I chose to blog to have a place to focus and work through decisions that have and haven’t been made yet. There are many as we have done a 180 w/ our lives starting March 2006.There are many topics of which I want to learn a lot more about in being able to work toward living a sustainable and happy life. For both myself and my family. 

I would say right now my primary focus in simplifying. Doing this takes conscious thought daily and the willingness to change things. I’m learning a lot and enjoying breaking out of the stereotypes that we and others (mostly family) have set for us over the years.I do have my challenges, which result in the previous negative blog.

We chose to live with our in-laws while building our house. Here we are a year later. The whole process is taking sooo long. From approval to sub-diving my in-laws land to gifting us our acreage, drilling the well, getting electricity, house plans, ahhh… It can be overwhelming. And, has been.

◆ **Exercise tasks**
1. Rewrite the paragraph of the blog post that begins "We chose to live with our in-laws" as a short list that keeps its main facts.
2. Write out the passage of the blog post word for word, starting at "I would say right" and ending at "previous negative blog.".

Extracted records
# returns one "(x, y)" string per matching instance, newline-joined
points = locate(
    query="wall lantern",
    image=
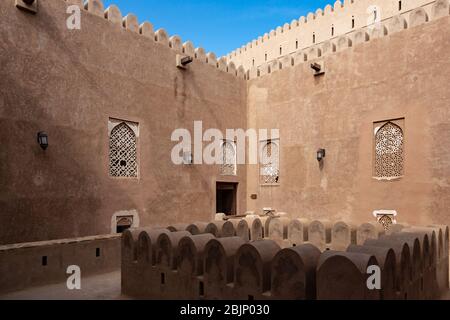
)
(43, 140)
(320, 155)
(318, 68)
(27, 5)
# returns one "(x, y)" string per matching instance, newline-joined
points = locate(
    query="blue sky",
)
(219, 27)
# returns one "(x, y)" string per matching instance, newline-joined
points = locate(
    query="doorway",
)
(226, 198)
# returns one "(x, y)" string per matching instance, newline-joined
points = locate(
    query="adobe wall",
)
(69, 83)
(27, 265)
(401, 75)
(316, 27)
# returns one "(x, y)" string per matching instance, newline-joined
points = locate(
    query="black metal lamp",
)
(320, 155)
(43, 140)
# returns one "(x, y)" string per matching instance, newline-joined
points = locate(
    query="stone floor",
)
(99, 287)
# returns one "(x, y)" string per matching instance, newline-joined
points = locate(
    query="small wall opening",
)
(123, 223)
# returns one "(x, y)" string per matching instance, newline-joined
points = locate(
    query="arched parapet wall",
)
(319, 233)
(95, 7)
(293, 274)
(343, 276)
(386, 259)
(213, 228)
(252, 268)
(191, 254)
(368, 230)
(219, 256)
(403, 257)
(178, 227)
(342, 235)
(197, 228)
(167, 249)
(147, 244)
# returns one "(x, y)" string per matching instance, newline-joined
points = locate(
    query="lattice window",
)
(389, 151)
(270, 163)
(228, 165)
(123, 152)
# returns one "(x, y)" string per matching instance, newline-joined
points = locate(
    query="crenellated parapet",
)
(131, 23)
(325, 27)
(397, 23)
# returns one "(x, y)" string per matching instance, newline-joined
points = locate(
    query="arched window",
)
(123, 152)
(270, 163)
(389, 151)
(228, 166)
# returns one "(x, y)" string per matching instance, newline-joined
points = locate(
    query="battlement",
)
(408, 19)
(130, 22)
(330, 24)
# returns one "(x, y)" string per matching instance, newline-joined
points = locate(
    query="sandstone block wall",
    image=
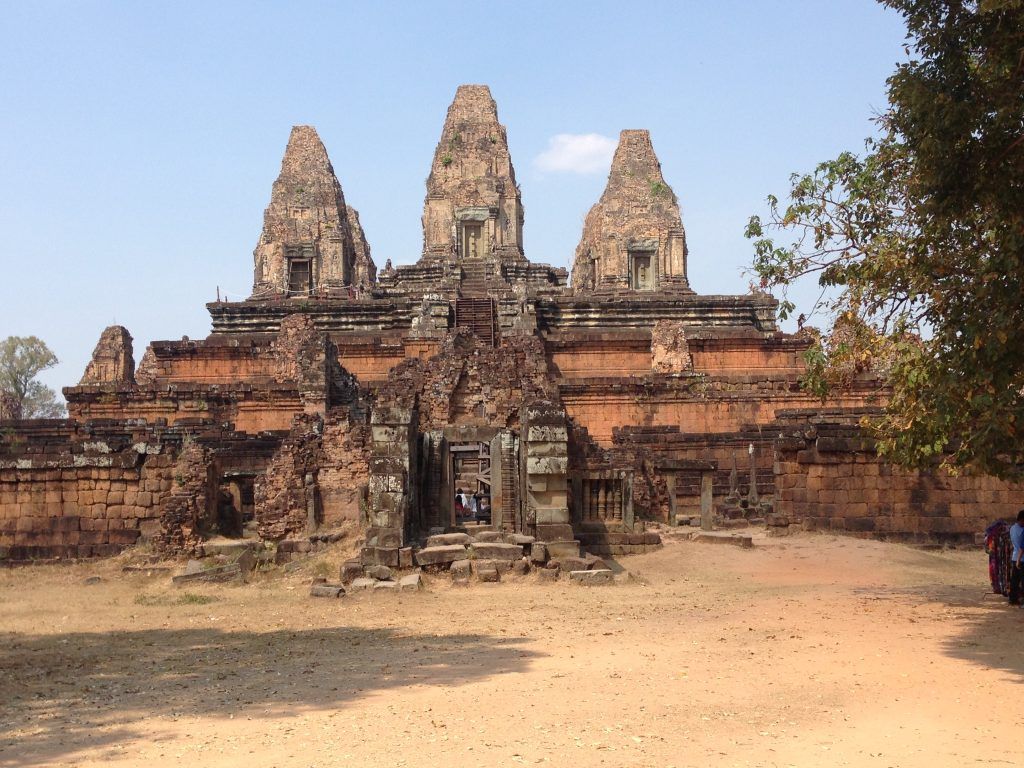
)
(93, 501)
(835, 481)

---

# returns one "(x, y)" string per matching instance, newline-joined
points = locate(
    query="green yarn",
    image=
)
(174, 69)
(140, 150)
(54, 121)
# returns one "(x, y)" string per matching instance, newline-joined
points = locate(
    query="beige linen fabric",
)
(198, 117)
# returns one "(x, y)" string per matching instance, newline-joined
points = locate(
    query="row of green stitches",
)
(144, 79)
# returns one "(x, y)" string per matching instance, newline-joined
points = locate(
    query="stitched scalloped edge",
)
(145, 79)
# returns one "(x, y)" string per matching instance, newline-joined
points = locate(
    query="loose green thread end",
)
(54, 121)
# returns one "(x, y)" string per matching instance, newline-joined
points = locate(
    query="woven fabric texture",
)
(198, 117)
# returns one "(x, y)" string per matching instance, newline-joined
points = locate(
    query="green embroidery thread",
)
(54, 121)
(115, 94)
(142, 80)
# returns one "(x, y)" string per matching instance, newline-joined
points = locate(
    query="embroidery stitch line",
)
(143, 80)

==

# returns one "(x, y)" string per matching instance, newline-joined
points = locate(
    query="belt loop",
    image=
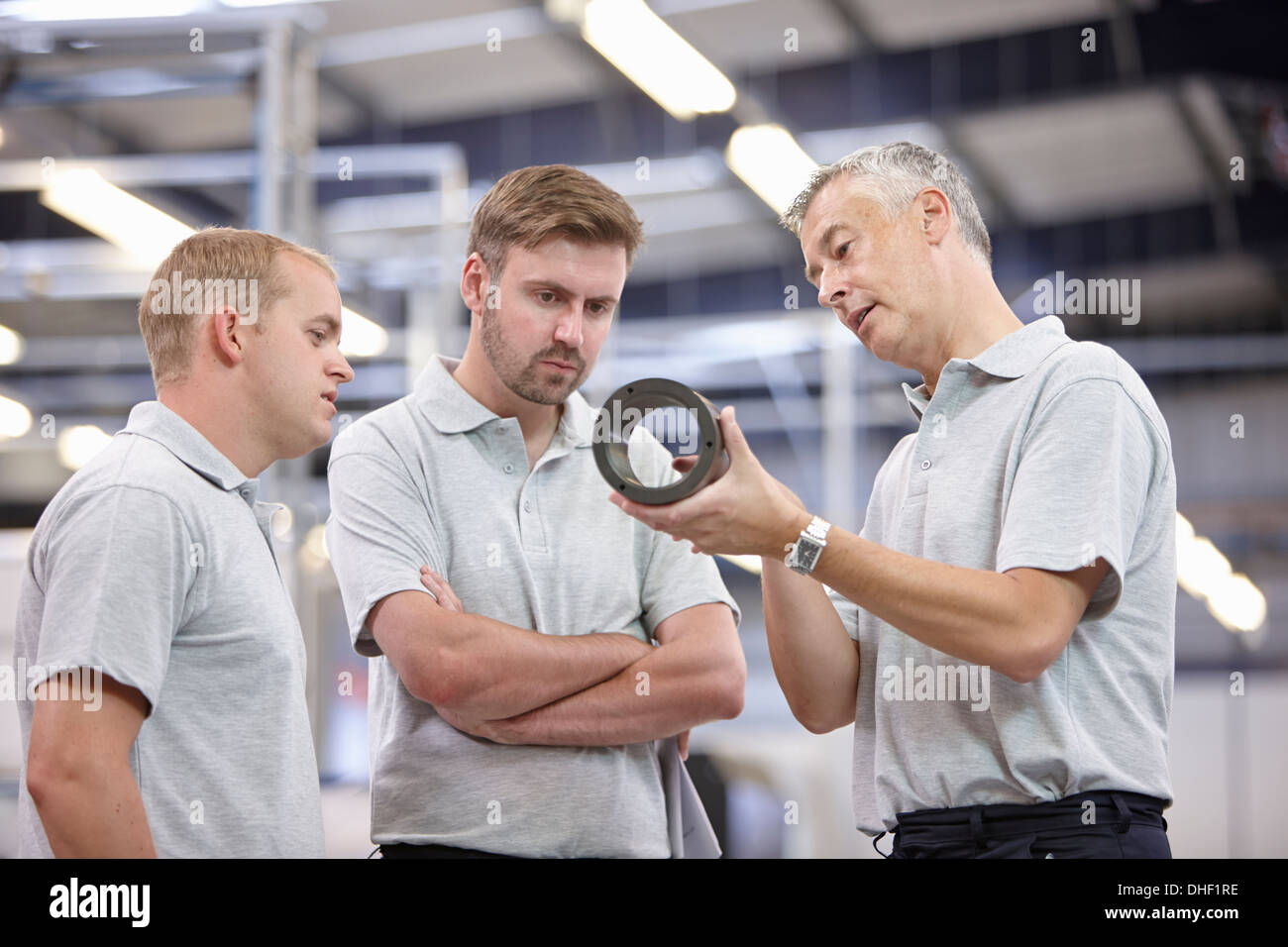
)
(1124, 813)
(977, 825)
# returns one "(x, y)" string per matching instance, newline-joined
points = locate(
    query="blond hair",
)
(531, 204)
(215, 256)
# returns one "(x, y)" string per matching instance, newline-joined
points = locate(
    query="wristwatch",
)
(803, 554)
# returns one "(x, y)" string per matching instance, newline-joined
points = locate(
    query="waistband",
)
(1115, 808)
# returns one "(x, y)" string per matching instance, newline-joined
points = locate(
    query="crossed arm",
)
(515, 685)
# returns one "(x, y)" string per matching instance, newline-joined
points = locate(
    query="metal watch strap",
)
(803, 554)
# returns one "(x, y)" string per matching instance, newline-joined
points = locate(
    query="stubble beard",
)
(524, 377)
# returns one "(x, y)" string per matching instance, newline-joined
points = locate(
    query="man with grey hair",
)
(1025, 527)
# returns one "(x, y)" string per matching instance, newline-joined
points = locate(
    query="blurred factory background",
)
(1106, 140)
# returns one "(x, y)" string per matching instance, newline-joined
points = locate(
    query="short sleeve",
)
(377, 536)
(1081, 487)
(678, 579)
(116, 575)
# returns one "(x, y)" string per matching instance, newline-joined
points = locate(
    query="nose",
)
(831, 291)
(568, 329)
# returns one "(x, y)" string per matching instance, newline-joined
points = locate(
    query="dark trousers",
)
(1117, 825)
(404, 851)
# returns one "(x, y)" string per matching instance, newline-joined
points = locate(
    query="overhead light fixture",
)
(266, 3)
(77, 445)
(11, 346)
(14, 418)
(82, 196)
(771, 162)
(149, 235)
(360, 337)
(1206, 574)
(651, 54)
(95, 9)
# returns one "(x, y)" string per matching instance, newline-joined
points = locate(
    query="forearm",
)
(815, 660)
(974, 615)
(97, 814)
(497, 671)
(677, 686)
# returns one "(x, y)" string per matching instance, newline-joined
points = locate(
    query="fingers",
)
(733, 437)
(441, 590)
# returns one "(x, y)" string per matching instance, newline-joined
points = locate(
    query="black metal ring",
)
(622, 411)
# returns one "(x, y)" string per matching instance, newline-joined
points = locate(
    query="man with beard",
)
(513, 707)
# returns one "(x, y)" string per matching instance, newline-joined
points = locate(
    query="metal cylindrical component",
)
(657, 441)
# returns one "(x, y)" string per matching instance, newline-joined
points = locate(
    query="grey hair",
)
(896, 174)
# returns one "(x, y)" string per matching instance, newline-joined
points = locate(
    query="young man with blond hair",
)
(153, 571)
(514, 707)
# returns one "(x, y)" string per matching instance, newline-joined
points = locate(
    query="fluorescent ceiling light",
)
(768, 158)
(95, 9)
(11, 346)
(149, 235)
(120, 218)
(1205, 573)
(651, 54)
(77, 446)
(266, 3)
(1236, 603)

◆ **Results in order**
1.
- The family is living with the in-laws while building a house, and a year has passed.
- The process is taking a very long time.
- Steps so far:
  - getting approval to divide the in-laws' land
  - the in-laws gifting the family its acreage
  - drilling the well
  - getting electricity
  - house plans
- It can be, and has been, overwhelming.

2.
I would say right now my primary focus in simplifying. Doing this takes conscious thought daily and the willingness to change things. I’m learning a lot and enjoying breaking out of the stereotypes that we and others (mostly family) have set for us over the years.I do have my challenges, which result in the previous negative blog.